__Data supplied__:
------------------------

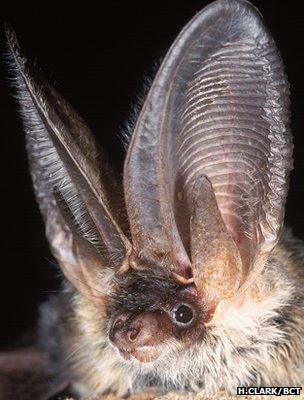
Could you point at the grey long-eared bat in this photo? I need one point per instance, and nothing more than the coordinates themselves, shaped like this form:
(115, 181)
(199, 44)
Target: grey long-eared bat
(178, 275)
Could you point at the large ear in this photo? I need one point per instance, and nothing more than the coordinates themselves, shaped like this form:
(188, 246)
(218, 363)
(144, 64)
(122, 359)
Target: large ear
(74, 185)
(206, 174)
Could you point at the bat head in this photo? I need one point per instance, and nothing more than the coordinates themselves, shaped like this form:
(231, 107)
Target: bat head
(152, 311)
(201, 204)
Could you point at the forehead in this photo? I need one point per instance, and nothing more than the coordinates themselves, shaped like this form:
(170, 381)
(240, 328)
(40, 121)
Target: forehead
(147, 290)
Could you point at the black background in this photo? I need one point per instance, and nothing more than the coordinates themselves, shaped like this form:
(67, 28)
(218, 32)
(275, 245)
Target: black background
(99, 59)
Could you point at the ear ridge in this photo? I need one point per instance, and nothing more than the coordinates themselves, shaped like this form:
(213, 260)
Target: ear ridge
(218, 107)
(63, 157)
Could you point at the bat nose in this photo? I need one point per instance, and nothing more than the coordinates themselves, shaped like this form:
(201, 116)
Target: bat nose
(128, 335)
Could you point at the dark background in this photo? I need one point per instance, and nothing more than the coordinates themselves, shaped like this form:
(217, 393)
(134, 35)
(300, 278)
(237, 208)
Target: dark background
(99, 59)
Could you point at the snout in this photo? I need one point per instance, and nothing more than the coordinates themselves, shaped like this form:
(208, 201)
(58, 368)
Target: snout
(137, 337)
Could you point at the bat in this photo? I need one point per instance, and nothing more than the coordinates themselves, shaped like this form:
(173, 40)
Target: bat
(177, 276)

------------------------

__Your task__:
Give back the full listing verbatim, skipping each picture.

__Answer to this task__:
Could you point at the grey long-eared bat in this photo? I need one point per instance, and nothing more than the coordinates themselves, shaped like this form:
(115, 181)
(199, 44)
Target: grey long-eared bat
(178, 275)
Could you point at the large ear in this photo? I need one point per instance, and nothing more than the coordinates themselves, shaped like this form:
(188, 246)
(218, 363)
(144, 64)
(122, 359)
Target: large ear
(74, 185)
(206, 174)
Could you point at the bat head in this photo? I need one point per instance, and nothing more than the coordinates themselves, shaped like this form:
(231, 107)
Target: bat head
(152, 311)
(201, 204)
Could you point at the forehead in this photo? I need one point per instance, and nothing more than the coordinates themselves, shaped like this form:
(170, 381)
(240, 328)
(40, 121)
Target: forehead
(147, 290)
Could you point at the black background in this photo? I need one point per instance, and nothing more than the coordinates themselves, shaped like this form:
(67, 28)
(218, 32)
(275, 245)
Target: black background
(99, 59)
Could you point at the ear ridge in this photo? I need one point per instance, and nothing more than the coordinates themselves, shaped like this form:
(213, 260)
Target: ear ridge
(218, 107)
(63, 157)
Could you point at the bat nose in this photo? I need one point per instance, and nothing more than the coordinates themselves, shaped like this form:
(201, 116)
Target: bat nose
(128, 335)
Could you point at the dark background in this photo? I need one point per instance, and nothing more than the coordinates themselves, shaped like this form:
(217, 393)
(134, 35)
(300, 278)
(237, 208)
Target: dark background
(99, 59)
Could you point at the snout in this photo? I need one point per instance, and nothing more than the coordinates themselves, shaped like this form:
(208, 201)
(58, 368)
Target: snout
(137, 337)
Could you point at the bat in this photo? I need one point per instance, and nothing more than the coordinates themselves, shaped like this form:
(173, 40)
Target: bat
(177, 276)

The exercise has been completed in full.